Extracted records

** Begin **

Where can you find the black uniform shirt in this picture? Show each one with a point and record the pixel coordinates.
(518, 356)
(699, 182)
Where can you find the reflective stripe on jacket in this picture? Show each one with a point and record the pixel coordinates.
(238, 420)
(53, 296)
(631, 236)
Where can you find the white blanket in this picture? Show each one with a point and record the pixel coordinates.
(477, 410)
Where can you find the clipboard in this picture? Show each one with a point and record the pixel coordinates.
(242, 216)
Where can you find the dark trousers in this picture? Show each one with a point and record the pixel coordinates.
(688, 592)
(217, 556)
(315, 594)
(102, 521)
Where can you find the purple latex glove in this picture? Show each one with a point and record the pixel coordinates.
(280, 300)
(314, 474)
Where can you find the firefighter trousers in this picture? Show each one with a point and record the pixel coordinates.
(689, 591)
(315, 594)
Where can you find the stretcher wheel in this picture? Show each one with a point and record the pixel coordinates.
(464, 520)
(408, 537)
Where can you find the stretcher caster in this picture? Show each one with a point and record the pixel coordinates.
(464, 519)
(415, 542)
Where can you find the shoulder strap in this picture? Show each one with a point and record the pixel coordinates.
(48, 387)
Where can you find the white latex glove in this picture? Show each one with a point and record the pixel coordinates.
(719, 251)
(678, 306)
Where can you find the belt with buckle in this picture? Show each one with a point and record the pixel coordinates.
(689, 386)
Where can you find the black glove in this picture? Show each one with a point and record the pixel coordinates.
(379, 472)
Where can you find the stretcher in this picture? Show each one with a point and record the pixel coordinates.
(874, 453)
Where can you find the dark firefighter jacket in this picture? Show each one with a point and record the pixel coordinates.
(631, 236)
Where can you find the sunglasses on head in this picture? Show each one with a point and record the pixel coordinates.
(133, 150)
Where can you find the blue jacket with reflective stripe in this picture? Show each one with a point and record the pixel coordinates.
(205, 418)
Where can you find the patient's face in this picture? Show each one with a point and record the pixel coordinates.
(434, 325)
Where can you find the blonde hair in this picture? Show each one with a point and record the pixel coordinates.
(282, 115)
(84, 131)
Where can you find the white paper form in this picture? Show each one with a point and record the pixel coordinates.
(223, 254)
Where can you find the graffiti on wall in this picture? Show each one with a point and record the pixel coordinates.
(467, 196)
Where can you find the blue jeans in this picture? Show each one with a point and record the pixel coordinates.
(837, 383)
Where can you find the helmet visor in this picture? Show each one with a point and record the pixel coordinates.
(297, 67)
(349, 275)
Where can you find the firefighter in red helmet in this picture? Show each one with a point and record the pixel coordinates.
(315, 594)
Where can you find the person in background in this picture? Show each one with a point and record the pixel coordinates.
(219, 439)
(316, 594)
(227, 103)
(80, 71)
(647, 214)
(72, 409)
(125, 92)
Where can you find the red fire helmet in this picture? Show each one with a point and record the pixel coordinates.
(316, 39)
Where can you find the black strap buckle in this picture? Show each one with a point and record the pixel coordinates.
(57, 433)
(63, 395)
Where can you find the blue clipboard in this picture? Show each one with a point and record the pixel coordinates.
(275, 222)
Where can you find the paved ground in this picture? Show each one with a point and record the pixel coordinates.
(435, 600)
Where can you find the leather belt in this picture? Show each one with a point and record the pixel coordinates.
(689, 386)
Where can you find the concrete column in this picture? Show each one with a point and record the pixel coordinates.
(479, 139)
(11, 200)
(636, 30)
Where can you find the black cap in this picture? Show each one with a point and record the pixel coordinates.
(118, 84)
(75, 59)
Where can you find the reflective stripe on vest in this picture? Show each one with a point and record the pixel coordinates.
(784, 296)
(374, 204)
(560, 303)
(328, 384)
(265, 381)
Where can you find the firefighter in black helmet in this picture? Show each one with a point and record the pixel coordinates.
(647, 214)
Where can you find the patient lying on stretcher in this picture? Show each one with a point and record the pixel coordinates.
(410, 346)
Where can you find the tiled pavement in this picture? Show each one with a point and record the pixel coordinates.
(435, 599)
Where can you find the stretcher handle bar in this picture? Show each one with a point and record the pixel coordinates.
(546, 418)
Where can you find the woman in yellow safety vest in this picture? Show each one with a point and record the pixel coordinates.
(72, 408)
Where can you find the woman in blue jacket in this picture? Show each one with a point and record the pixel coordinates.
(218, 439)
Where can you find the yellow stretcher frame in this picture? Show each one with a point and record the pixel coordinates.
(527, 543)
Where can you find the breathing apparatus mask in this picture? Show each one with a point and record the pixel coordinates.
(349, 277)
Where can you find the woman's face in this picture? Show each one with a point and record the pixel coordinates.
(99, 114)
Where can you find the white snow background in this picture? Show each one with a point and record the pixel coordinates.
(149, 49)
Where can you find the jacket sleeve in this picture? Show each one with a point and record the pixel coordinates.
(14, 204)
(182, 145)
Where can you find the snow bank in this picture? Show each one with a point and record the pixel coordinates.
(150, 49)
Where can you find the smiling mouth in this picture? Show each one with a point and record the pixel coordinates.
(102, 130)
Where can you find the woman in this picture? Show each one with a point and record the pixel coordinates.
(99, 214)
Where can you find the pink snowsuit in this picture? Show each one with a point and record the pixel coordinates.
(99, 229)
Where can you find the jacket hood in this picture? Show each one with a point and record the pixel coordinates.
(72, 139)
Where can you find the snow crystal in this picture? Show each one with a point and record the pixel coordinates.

** End **

DIRECTION: Extract the full listing above without alteration.

SOLVED PROBLEM:
Where can you find the black uniform shirt in this picture? Show each one with a point and record the pixel coordinates.
(518, 356)
(699, 182)
Where can you find the reflective stripe on jacket in this picture? Show each one with a point and record the pixel coordinates.
(238, 420)
(53, 296)
(631, 236)
Where can you find the white blanket in this picture? Show each one with a point and record the pixel coordinates.
(477, 410)
Where can you find the clipboard in this picture? Show each one with a point and record the pixel coordinates.
(242, 216)
Where can you find the dark trousers in this picture? Show each one with a point and record the pixel coordinates.
(688, 592)
(217, 556)
(315, 594)
(102, 521)
Where can you find the purple latex glove in this picture? Show each one with a point and record the pixel coordinates.
(280, 300)
(314, 474)
Where can you find the firefighter trousers in this picture? Show each one with a point and record the pixel coordinates.
(689, 591)
(315, 594)
Where can you find the stretcher wheel in this picture? Show each one with a point and record the pixel coordinates.
(464, 520)
(408, 537)
Where can you find the stretcher caster in this picture? Show each one with a point and record the pixel coordinates.
(464, 519)
(415, 542)
Where can you find the shoulder strap in this picture? Show each one with a point and record the pixel coordinates.
(48, 387)
Where can you find the white latex glove in this picture? Show each one with a point and record the pixel coordinates.
(719, 251)
(678, 306)
Where can you find the belt with buckle in this picture? Show each one with a point and record the pixel coordinates.
(689, 386)
Where can you find the black glove in this picture? Show each one with a point and record the pixel coordinates.
(379, 472)
Where can you find the stretcher in this picture? Show each one with a point and record the pixel coordinates.
(874, 453)
Where can you find the dark firefighter jacket in this picture? Show each one with a point and record the pixel coordinates.
(631, 236)
Where can you find the sunglasses on head in this picture? Show each one with a point and record the pixel coordinates.
(133, 150)
Where can you find the blue jacket with reflective stripe in this picture? Show each one with a point and record the pixel coordinates.
(205, 418)
Where can you find the patient's face in this picture? Show each one with a point and record the pixel coordinates.
(434, 325)
Where can you find the blonde hair in this picture? Show each one with a point and record the pixel coordinates.
(282, 115)
(84, 131)
Where can you find the white paper form in this picture? Show each one with a point and record the pixel coordinates.
(223, 254)
Where can you find the graffiti on wall in this picture? Show each one with a point and record the pixel coordinates.
(467, 196)
Where can you find the blue jeans in this picture? Show each one with a point and record the pixel coordinates.
(837, 383)
Where can you find the helmet visor in this picture? Show each one with a point and record the pixel coordinates.
(297, 67)
(349, 275)
Where can you find the firefighter in red helmet in this picture? Show each one with a point and record the pixel coordinates.
(315, 594)
Where can you find the person in background in this picture? Show each one with a point and record the pixel coordinates.
(219, 439)
(316, 594)
(227, 103)
(80, 71)
(647, 214)
(72, 409)
(125, 92)
Where can you find the red fire helmet in this picture? Show each one with a point and record the pixel coordinates.
(316, 39)
Where can you find the black strap buckle in this picture? Show each one with a point and record the pixel coordinates.
(57, 433)
(63, 395)
Where can you find the blue clipboard in this picture? Show each one with a point and record the pixel coordinates.
(275, 222)
Where can you find the paved ground in this picture? Show each one with a point and record the pixel coordinates.
(435, 600)
Where can you find the leather belt in this picture? Show each one with a point and record the pixel coordinates.
(689, 386)
Where can you find the concrete column in this picture? Show each one with a point and record the pixel coordinates.
(479, 139)
(11, 200)
(636, 30)
Where can you find the black cap in this picture? Show each one with a point and record the pixel coordinates.
(118, 84)
(75, 59)
Where can you find the reflective stripe on vest in this picture? Show each one with a point and record the pixel coordinates.
(784, 296)
(374, 204)
(560, 303)
(328, 384)
(265, 381)
Where can you find the firefighter in black helmet in this picture? Show each one with a point and record the pixel coordinates.
(647, 214)
Where can you find the patient lying on stretcher in this picture? Show each one with a point and record the pixel coordinates.
(410, 346)
Where can you find the tiled pavement in this picture? Show each one with a point and record the pixel coordinates.
(435, 599)
Where can you find the stretcher handle bar in this picture? Show each one with a point and record the pixel coordinates.
(546, 418)
Where can you find the woman in yellow safety vest in this picture? Show each one with a point and record the pixel coordinates.
(72, 408)
Where can you find the woman in blue jacket in this picture? Show each one with a point and record the pixel coordinates.
(218, 439)
Where can you find the yellow stretcher frame in this picture? Show each one with a point and record the pixel coordinates.
(527, 543)
Where can you find the breathing apparatus mask in this picture? Show each one with a point and record the pixel coordinates.
(349, 277)
Where can you find the woman's face in this picture? Show each one with a point and record the pixel coordinates.
(99, 114)
Where can you find the white snow background in this picture? Show each one with a point and record the pixel coordinates.
(149, 49)
Where can you find the jacket sleeve in this picture? Show each one with a point and record the pixel coordinates.
(14, 204)
(182, 145)
Where can you find the snow bank in this picture? Show each one with a point and record the pixel coordinates.
(150, 49)
Where can you find the smiling mouth in this picture? Show each one with a point and record the pixel coordinates.
(102, 130)
Where can you find the woman in this picture? Show each one with a point and record the pixel coordinates.
(99, 214)
Where can you find the pink snowsuit in this picture? Show each one with a point and record the pixel coordinates.
(99, 229)
Where can you find the jacket hood in this picture? Show each one with a point and record the pixel coordinates.
(72, 139)
Where can you find the snow crystal in this picture? Show each one with a point and record the pixel coordinates.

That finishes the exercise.